Connect with us

Festas e Rodeios

Álbum político do MPB4 em 1972, ‘Cicatrizes’ expõe feridas ainda abertas no Brasil após 50 anos

Published

on

♪ MEMÓRIA – De todas as vozes da música do Brasil que se levantaram contra a ditadura instaurada no país em 1964, poucas se fizeram ouvir tão alto como as dos integrantes da formação fundamental do grupo MPB4. Aquiles Reis, Antônio José Waghabi Filho (14 de novembro de 1943 – 8 de agosto de 2012) – o Magro – Milton Lima dos Santos Filho (Miltinho) e Ruy Faria (31 de julho de 1937 – 11 de janeiro de 2018) mandaram recados contundentes através da politizada discografia do grupo fluminense.

_MATERIAL FORNECIDO:_

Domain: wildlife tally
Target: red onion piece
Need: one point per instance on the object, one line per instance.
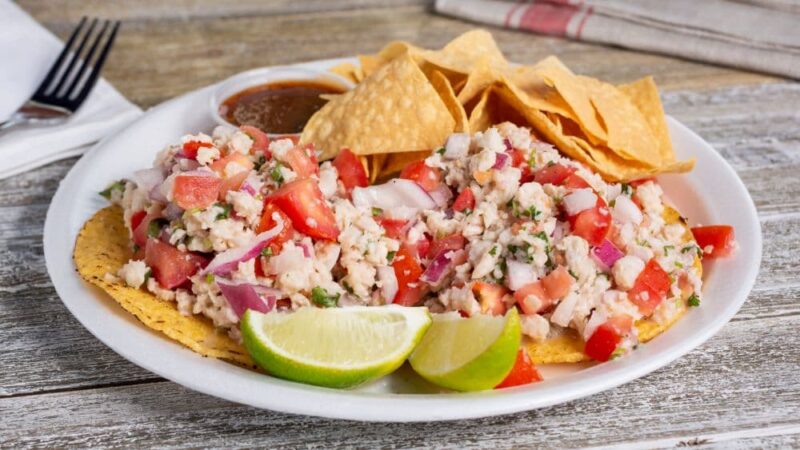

_TAREFAS SOLICITADAS:_
**A.** De acordo com o artigo sobre o MPB4, por qual apelido era conhecido Antônio José Waghabi Filho?
**B.** Reescreva o trecho do artigo sobre o MPB4 que se inicia nas palavras que contêm "Álbum político do" e termina em "do grupo fluminense.", substituindo "contundentes" por "incisivos".

_RESPOSTAS FORNECIDAS:_
**A.** Magro.

**B.**
Álbum político do MPB4 em 1972, ‘Cicatrizes’ expõe feridas ainda abertas no Brasil após 50 anos

Published

on

♪ MEMÓRIA – De todas as vozes da música do Brasil que se levantaram contra a ditadura instaurada no país em 1964, poucas se fizeram ouvir tão alto como as dos integrantes da formação fundamental do grupo MPB4. Aquiles Reis, Antônio José Waghabi Filho (14 de novembro de 1943 – 8 de agosto de 2012) – o Magro – Milton Lima dos Santos Filho (Miltinho) e Ruy Faria (31 de julho de 1937 – 11 de janeiro de 2018) mandaram recados incisivos através da politizada discografia do grupo fluminense.